* Exercice: Rassemble toutes les lignes des items qui contiennent le mot "white", en tenant compte des majuscules et des minuscules.

* Items du jeu:
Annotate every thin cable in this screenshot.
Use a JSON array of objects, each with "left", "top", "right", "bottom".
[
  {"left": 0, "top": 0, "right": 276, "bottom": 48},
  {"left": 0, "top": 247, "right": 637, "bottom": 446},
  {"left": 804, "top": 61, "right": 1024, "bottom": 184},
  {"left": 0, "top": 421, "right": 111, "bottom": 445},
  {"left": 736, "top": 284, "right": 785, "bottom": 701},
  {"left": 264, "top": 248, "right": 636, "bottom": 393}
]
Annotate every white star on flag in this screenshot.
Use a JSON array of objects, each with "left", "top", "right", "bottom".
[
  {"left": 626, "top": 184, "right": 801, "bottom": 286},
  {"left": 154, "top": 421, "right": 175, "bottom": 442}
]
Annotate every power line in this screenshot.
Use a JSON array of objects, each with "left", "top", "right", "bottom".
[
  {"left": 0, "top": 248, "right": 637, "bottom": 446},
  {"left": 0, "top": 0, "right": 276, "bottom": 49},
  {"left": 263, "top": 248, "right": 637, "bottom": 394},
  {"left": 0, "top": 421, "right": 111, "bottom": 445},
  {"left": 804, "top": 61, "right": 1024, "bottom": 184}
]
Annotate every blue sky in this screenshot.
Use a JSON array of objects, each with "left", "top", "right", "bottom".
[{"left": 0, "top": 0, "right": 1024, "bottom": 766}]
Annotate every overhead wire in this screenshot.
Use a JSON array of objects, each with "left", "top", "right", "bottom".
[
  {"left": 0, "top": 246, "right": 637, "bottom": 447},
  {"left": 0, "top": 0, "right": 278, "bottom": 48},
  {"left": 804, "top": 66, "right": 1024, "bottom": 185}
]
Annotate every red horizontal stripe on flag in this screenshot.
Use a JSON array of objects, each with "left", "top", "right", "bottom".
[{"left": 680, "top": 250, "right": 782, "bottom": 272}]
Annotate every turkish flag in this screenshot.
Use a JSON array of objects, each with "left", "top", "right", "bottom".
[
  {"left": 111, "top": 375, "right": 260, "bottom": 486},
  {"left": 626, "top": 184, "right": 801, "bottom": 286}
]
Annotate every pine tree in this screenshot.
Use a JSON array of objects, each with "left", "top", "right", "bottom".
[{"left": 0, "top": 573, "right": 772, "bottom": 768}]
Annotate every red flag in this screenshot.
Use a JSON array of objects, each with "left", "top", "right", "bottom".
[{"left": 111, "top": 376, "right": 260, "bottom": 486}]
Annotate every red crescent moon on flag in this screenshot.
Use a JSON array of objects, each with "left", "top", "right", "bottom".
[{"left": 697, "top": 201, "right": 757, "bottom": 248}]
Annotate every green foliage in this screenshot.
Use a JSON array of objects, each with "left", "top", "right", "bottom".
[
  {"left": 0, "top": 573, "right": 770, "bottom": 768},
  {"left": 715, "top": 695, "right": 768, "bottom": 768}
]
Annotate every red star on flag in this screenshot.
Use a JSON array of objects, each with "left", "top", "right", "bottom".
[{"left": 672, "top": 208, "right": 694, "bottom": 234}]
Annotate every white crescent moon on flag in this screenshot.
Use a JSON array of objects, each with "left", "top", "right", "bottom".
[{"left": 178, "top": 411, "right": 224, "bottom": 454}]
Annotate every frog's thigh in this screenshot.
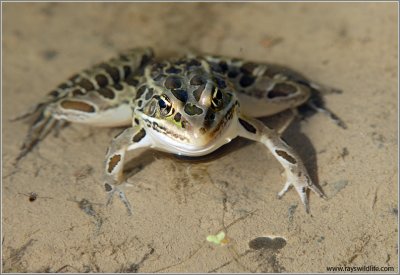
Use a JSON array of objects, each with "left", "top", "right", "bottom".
==
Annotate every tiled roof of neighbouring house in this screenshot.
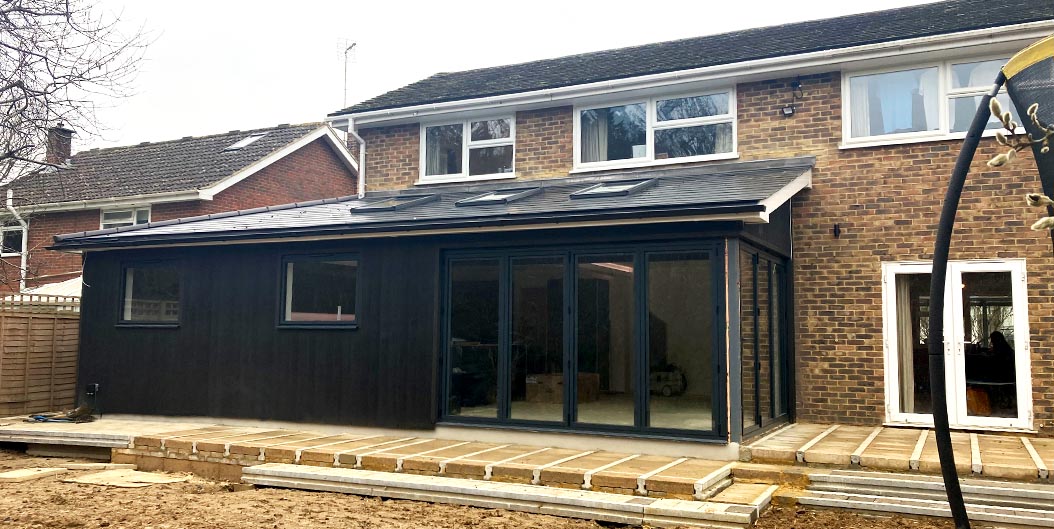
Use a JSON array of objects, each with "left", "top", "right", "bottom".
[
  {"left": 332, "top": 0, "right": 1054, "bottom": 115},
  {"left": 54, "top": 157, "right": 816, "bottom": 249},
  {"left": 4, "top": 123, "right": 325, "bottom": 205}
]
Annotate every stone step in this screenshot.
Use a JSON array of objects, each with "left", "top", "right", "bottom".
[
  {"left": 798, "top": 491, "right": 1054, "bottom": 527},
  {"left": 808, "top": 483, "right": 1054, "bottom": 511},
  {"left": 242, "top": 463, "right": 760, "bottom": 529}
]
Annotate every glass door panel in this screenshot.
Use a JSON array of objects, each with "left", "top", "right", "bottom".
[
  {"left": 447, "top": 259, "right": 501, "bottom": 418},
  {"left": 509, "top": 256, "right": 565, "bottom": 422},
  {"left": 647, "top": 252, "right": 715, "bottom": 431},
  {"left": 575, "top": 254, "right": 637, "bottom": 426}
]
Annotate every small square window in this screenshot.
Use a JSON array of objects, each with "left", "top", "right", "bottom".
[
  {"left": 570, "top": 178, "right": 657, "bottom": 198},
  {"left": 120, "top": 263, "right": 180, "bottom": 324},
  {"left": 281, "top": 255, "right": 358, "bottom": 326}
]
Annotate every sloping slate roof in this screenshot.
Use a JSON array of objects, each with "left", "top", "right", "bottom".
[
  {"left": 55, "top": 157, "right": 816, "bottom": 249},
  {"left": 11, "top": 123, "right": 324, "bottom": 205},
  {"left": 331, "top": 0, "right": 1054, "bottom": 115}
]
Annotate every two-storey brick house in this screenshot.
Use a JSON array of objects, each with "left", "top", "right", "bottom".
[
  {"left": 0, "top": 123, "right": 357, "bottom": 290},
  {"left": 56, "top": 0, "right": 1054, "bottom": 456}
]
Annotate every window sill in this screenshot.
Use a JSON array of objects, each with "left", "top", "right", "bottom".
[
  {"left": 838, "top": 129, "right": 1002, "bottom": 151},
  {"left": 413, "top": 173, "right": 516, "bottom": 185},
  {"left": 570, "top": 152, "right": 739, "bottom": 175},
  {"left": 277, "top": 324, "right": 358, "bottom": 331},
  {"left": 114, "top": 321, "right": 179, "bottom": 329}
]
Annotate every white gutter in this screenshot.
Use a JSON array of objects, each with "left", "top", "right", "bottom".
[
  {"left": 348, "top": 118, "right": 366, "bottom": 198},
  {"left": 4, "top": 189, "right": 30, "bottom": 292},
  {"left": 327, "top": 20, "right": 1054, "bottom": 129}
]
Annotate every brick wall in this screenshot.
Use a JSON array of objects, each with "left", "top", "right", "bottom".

* Résultat:
Annotate every white star on flag in this screenshot.
Annotate every white crescent moon on flag in this screenshot.
Annotate every white gutter in this screenshot.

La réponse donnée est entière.